**Stated goal**
Rewrite the rows below as a numbered list, omitting any blank lines.
━━━━━━━━━━━━━━━━━━━━
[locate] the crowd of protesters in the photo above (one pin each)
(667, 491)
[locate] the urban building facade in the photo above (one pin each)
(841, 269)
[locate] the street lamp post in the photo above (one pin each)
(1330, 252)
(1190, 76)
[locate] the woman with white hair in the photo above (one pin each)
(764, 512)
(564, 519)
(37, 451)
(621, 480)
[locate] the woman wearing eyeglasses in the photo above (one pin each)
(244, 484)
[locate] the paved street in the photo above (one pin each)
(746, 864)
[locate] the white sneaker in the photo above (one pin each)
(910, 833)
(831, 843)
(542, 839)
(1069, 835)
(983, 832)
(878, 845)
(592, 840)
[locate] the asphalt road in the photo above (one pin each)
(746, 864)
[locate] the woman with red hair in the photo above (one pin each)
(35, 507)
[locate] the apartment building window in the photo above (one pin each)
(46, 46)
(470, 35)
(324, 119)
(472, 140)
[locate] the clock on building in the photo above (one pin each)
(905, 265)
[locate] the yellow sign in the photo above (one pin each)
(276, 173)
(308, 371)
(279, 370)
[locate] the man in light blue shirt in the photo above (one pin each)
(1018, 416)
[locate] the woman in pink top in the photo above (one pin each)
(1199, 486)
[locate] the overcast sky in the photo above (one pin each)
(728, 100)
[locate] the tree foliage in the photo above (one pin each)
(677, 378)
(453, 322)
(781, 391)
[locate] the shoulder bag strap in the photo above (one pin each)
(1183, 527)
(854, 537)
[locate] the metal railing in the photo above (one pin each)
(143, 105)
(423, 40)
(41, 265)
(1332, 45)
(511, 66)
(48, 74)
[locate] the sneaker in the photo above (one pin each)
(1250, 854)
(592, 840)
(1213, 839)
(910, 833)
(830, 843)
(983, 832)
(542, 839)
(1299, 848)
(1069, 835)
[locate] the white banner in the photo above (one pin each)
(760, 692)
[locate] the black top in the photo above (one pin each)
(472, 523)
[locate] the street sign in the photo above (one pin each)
━━━━━━━━━━━━━━━━━━━━
**Solution to this exercise**
1. [locate] the crowd of protesters in the photo above (one pin each)
2. (667, 491)
3. [locate] the urban building facade in the photo above (one pin each)
4. (841, 269)
5. [locate] the street lamp post in the photo above (one pin each)
6. (1330, 252)
7. (1190, 76)
8. [locate] the woman with white hair in the photo above (one pin each)
9. (764, 512)
10. (564, 519)
11. (37, 451)
12. (621, 480)
13. [locate] the woman wearing eyeglasses in the photo above (one pin each)
14. (244, 484)
15. [locate] the paved street in the photo above (one pin each)
16. (746, 864)
17. [locate] the white sneaker in the photo above (one pin each)
18. (910, 833)
19. (831, 843)
20. (542, 839)
21. (1069, 835)
22. (983, 832)
23. (878, 845)
24. (592, 840)
25. [locate] the asphalt road in the photo above (one pin each)
26. (746, 864)
27. [locate] the woman with red hair in the photo above (one pin each)
28. (35, 507)
29. [locate] the apartment building window in the photo above (one pin each)
30. (46, 46)
31. (470, 35)
32. (324, 119)
33. (472, 140)
34. [locate] the clock on building in the photo above (one pin each)
35. (905, 265)
36. [locate] the yellow sign in the photo above (one pin each)
37. (276, 173)
38. (308, 371)
39. (279, 370)
40. [locate] the man in light blue shirt in the photo above (one pin each)
41. (1018, 416)
42. [locate] the woman in pink top in the photo above (one pin each)
43. (1199, 486)
44. [locate] the overcast sky in the photo above (one pin each)
45. (728, 100)
46. [locate] the tree foliage in the photo above (one pin each)
47. (677, 378)
48. (453, 322)
49. (781, 391)
50. [locate] the shoulder bag strap in the photo above (one pin each)
51. (1183, 527)
52. (854, 537)
53. [locate] the metal railing in the photo above (one pin each)
54. (143, 105)
55. (423, 40)
56. (41, 265)
57. (1332, 45)
58. (511, 66)
59. (48, 74)
60. [locate] the sneaker in the photo above (one pin each)
61. (1250, 854)
62. (592, 840)
63. (1213, 839)
64. (910, 833)
65. (830, 843)
66. (983, 832)
67. (542, 839)
68. (1299, 848)
69. (1069, 835)
70. [locate] the white banner in the photo above (one pin each)
71. (760, 692)
72. [locate] the black top in the photo above (one pin each)
73. (472, 523)
74. [locate] the street sign in the photo above (one pin each)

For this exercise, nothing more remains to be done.